Records for this task:
□ □ □ □ □ □ □
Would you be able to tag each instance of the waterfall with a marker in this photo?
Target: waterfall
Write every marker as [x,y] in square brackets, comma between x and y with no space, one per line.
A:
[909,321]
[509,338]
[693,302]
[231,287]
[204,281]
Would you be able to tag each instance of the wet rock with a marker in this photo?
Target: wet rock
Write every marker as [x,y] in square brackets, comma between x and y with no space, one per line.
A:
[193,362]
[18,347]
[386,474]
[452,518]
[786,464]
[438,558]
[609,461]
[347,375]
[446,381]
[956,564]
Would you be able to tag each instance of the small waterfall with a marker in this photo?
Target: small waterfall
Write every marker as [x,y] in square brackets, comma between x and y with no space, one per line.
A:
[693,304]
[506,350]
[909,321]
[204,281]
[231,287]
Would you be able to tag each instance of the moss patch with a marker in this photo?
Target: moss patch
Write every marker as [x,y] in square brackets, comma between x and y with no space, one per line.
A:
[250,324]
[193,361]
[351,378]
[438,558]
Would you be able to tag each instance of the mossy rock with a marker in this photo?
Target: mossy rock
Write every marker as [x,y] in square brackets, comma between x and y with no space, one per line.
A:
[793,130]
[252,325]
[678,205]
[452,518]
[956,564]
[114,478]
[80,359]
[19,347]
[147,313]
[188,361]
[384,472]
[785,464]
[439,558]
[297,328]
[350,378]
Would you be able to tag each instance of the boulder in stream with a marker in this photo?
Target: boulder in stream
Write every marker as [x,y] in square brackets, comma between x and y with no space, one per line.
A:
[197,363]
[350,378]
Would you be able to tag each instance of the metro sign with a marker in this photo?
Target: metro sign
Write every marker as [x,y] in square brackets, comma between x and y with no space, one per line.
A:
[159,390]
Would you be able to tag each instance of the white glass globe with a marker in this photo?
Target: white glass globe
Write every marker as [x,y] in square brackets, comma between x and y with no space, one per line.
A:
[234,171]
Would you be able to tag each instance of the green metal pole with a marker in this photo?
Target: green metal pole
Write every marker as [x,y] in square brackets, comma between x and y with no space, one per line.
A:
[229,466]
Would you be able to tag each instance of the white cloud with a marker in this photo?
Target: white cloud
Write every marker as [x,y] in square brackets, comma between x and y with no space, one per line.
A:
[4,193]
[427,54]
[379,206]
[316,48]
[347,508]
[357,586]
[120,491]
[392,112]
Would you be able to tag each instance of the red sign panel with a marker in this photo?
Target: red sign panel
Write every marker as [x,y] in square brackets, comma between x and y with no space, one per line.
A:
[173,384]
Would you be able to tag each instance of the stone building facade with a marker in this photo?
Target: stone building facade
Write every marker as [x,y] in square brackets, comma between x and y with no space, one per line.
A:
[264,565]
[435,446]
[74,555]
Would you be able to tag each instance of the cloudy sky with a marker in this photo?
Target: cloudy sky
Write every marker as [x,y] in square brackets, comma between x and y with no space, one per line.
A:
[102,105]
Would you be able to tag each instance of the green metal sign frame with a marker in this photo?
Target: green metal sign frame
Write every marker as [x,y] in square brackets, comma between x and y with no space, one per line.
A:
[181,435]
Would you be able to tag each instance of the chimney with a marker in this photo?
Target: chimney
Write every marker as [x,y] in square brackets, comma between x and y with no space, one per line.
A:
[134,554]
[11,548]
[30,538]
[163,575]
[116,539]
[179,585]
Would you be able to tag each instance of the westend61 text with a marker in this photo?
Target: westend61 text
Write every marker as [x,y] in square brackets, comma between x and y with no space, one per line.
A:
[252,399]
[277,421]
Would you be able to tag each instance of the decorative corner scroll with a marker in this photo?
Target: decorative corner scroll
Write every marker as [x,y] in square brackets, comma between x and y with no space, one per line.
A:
□ □ □ □ □ □ □
Exercise objective: Your task is to set down again, exactly, every line from the beginning of the listing through the line with "Target: mossy rock".

Finished exercise:
Would you be able to tag each instance of the waterfall with a marker in this photo?
Target: waterfall
Write every marker as [x,y] in square brackets, comma between x and y with no space, one per line.
A:
[909,321]
[509,338]
[693,302]
[231,287]
[204,281]
Would you be able to tag each instance of the wet rock with a marker in this photo?
Target: wet rock
Write every marker as [x,y] in square brackets, comma between x and y with no space, one per line.
A:
[193,362]
[18,347]
[386,474]
[452,518]
[786,464]
[438,558]
[609,461]
[347,375]
[446,381]
[956,564]
Would you be able to tag each instance of the small waterfall with a marker in this photo?
Target: small waterfall
Write every marker as [x,y] in square brackets, comma between x and y with no space, one per line.
A:
[693,304]
[506,350]
[909,321]
[204,281]
[231,287]
Would you be able to tag each instance of the moss patch with a marker in this photo?
Target: moss patch
Write every marker as [x,y] in square brackets, comma between x and y with no space, one per line.
A:
[250,324]
[193,361]
[351,378]
[438,558]
Would you be able to tag each instance of the mossy rock with a marker in this photo?
Target: mossy rock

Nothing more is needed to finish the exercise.